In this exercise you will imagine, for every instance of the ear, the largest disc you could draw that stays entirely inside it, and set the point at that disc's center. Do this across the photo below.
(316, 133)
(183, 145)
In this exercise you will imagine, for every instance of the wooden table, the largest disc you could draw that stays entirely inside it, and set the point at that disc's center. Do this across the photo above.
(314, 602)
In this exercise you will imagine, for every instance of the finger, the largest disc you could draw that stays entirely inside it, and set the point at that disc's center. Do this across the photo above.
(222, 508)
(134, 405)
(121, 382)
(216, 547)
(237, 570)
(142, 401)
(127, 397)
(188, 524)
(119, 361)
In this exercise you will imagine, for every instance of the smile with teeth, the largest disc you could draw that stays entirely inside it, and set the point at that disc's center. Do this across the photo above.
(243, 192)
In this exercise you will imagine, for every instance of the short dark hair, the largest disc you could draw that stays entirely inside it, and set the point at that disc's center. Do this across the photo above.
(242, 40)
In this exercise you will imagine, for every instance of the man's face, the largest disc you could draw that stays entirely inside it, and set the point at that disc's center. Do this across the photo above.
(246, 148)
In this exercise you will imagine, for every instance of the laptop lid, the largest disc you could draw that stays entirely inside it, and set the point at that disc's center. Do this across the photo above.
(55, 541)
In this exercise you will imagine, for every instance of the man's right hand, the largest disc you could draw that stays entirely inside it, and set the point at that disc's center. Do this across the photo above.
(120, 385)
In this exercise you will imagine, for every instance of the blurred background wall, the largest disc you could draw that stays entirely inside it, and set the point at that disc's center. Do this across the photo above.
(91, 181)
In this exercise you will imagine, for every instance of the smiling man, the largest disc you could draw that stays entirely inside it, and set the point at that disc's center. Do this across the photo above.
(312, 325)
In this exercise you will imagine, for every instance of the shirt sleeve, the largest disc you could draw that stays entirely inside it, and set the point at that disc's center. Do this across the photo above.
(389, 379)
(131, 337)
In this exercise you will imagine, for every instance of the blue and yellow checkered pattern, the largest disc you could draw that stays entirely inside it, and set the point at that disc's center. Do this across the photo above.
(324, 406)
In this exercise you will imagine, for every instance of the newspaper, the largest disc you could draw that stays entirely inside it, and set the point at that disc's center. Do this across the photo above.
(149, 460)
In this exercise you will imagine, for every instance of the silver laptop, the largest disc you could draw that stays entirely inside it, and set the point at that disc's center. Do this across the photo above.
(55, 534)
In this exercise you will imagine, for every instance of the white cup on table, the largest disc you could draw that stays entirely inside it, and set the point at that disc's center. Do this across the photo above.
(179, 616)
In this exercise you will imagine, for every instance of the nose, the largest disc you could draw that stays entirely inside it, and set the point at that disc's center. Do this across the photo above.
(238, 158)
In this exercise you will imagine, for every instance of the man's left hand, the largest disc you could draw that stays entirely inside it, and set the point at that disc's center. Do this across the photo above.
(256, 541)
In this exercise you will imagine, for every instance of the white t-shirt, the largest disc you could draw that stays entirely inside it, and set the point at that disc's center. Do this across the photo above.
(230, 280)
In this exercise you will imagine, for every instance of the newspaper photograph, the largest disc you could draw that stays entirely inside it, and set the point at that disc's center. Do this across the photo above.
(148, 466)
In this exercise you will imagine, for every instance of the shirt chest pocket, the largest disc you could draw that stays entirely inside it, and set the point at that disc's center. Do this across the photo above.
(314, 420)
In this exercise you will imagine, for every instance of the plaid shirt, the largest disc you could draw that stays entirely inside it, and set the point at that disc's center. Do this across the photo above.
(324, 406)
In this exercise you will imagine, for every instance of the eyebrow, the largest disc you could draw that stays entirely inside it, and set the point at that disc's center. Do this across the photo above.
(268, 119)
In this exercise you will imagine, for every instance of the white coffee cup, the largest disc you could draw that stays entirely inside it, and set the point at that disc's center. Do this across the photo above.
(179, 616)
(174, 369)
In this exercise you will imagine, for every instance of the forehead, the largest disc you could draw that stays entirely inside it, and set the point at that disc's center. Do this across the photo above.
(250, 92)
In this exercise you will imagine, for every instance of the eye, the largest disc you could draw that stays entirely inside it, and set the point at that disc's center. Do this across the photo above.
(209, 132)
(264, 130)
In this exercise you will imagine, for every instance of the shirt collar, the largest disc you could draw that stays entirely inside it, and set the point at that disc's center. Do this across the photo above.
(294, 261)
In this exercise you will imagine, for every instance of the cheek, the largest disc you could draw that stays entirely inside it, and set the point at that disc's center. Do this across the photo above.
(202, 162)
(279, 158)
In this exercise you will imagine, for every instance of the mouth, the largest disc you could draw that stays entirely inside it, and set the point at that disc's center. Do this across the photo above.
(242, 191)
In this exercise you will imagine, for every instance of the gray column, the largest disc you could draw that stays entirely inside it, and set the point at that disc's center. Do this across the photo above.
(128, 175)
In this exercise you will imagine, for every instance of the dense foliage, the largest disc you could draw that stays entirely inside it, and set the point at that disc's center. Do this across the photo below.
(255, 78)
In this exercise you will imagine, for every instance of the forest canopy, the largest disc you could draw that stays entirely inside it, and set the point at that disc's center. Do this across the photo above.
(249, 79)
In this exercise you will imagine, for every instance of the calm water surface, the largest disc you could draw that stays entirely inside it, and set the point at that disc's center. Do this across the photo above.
..........
= What is asked =
Reproduce the records above, unchanged, from the line containing "the mouth, the" through the last line of the records.

= Reply to the exercise =
In this exercise you will imagine, for every instance of the mouth, the largest disc you could draw that stays entirely inside it, and set the point at that disc's center. Do this across the photo above.
(242, 191)
In this exercise you will imagine, for every instance of the gray column, the largest disc you could draw that stays entirely inside it, and set the point at that disc's center. Do this across the photo above.
(128, 175)
In this exercise you will imagine, for every instance of the dense foliage, the largest disc you could draw that stays entirely inside it, and set the point at that disc's center. Do this across the photo below.
(255, 78)
In this exercise you will imagine, for every instance of the forest canopy, the largest disc you could draw that stays entirely inside it, and set the point at that disc's center. Do this across the photo above.
(249, 79)
In this exercise you will imagine, for every instance of the calm water surface, the largest disc you could draw that stays entirely inside it, and set the point at that disc's center. Do this across the photo above.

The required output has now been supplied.